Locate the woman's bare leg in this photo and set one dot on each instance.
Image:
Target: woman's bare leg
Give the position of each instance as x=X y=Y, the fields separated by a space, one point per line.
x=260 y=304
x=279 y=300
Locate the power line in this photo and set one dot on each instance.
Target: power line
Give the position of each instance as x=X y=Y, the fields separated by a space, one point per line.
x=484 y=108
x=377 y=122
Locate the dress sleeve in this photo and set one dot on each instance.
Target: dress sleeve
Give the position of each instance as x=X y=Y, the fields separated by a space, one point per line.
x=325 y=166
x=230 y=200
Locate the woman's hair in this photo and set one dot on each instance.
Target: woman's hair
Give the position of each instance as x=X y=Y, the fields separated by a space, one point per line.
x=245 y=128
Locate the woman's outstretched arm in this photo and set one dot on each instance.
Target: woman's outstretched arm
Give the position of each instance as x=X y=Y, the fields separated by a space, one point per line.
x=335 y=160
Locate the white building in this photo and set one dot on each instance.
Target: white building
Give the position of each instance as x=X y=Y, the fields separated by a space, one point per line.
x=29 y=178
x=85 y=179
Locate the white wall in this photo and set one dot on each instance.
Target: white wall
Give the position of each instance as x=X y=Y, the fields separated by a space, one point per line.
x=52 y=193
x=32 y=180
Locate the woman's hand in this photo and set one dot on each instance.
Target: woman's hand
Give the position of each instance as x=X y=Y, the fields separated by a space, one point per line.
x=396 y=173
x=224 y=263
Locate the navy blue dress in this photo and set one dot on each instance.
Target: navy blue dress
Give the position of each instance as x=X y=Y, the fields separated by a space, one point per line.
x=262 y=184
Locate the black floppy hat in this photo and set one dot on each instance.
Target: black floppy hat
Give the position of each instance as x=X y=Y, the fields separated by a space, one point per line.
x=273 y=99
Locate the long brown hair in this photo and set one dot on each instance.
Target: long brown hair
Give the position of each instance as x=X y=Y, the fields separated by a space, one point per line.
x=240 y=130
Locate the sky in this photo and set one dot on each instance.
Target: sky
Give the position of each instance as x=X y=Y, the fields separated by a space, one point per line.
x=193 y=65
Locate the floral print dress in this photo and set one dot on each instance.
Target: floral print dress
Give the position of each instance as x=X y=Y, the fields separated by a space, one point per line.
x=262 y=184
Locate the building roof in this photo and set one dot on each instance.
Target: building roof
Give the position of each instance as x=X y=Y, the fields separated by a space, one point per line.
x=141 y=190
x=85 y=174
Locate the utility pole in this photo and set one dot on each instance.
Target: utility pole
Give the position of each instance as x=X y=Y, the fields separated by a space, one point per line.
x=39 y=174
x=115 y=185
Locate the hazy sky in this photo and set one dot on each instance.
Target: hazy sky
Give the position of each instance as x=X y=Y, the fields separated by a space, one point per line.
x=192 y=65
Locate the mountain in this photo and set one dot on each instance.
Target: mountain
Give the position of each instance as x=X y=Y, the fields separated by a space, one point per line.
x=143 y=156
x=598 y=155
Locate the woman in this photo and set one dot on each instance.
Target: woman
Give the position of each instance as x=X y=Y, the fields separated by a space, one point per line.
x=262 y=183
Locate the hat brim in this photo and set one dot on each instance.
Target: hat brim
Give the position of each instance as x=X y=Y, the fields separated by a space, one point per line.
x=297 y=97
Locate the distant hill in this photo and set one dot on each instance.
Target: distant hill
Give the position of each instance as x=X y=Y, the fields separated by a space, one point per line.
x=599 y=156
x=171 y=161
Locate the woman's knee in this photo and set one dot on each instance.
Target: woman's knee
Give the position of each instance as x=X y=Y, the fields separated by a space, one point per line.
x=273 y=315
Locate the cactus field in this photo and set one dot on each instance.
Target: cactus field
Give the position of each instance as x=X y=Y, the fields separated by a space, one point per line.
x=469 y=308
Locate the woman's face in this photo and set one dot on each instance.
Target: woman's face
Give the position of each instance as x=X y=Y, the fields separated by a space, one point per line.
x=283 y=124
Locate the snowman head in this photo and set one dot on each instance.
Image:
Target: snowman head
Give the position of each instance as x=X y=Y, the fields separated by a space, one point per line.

┄┄┄┄┄┄┄┄┄┄┄┄┄┄┄┄┄┄┄┄

- [What you will do]:
Echo the items starting at the line that contains "Locate the woman's hand" and ending after the line that contains "x=240 y=130", with both of those lines included. Reproduce each line without any change.

- [Answer to the task]:
Locate the woman's hand in this photo and set one dot on each instance.
Target: woman's hand
Give the position of each instance as x=X y=Y, the fields separated by a space, one point per line.
x=396 y=173
x=224 y=263
Locate the navy blue dress in this photo and set one dot on each instance.
Target: navy blue dress
Give the position of each instance as x=X y=Y, the fields separated by a space, one point per line.
x=262 y=184
Locate the black floppy hat in this photo and set one dot on each instance.
Target: black floppy hat
Give the position of each instance as x=X y=Y, the fields separated by a space, one point per line.
x=273 y=99
Locate the long brown hair in this photo and set one dot on each instance.
Target: long brown hair
Give the position of each instance as x=X y=Y, the fields separated by a space, one point per line.
x=240 y=130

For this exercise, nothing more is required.